__Problem statement__: Retype the records below word for word, starting with the line that contains "claw, it would be much appreciated." and going on through the end of the records, both ends included.

— Start —

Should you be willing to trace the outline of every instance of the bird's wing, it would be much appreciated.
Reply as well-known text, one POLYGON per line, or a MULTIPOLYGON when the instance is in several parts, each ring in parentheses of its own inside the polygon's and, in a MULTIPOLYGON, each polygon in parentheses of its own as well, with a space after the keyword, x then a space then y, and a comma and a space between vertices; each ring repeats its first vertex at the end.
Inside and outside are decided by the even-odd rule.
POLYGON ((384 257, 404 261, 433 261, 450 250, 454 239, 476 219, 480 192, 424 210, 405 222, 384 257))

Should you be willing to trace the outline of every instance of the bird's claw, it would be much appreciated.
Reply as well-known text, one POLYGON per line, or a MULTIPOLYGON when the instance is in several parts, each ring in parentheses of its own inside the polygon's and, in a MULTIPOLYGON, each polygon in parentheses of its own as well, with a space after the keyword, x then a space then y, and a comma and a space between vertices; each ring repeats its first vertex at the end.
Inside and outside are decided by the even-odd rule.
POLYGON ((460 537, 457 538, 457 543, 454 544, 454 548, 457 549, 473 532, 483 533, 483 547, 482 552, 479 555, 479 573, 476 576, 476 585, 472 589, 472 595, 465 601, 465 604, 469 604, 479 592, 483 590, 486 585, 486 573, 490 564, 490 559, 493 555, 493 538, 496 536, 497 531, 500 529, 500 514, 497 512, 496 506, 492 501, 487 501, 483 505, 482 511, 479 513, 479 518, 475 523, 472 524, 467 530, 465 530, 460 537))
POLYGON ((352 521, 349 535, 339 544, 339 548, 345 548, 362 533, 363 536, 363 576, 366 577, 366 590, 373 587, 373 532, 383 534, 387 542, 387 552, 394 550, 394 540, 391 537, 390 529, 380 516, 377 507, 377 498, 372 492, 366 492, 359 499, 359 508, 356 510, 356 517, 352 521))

— End —

__Result of the task__:
Should you be willing to trace the outline of every instance of the bird's claw, it would be much appreciated.
Reply as well-known text, one POLYGON per line, or a MULTIPOLYGON when the instance is in several parts, each ring in parentheses of its own inside the polygon's and, in a MULTIPOLYGON, each polygon in parentheses of its own as well, with a space after the keyword, x then a space then y, and a comma and a space between vertices; each ring repeats its first vertex at the end.
Inside and outside are decided by the even-odd rule.
POLYGON ((460 537, 457 538, 457 543, 454 544, 454 548, 457 549, 473 532, 483 533, 483 547, 482 552, 479 555, 479 573, 476 576, 476 585, 472 589, 472 595, 465 601, 465 604, 469 604, 479 592, 483 590, 486 585, 486 573, 490 564, 490 559, 493 555, 493 538, 496 536, 497 531, 500 529, 500 514, 497 512, 496 506, 492 501, 487 501, 483 505, 482 511, 479 513, 479 518, 475 523, 472 524, 467 530, 465 530, 460 537))
POLYGON ((352 521, 349 535, 339 544, 339 548, 345 548, 362 533, 363 536, 363 576, 366 577, 366 590, 373 587, 373 532, 383 534, 387 542, 387 552, 394 550, 394 540, 391 537, 390 529, 380 516, 377 507, 377 498, 372 492, 366 492, 359 499, 359 508, 356 510, 356 517, 352 521))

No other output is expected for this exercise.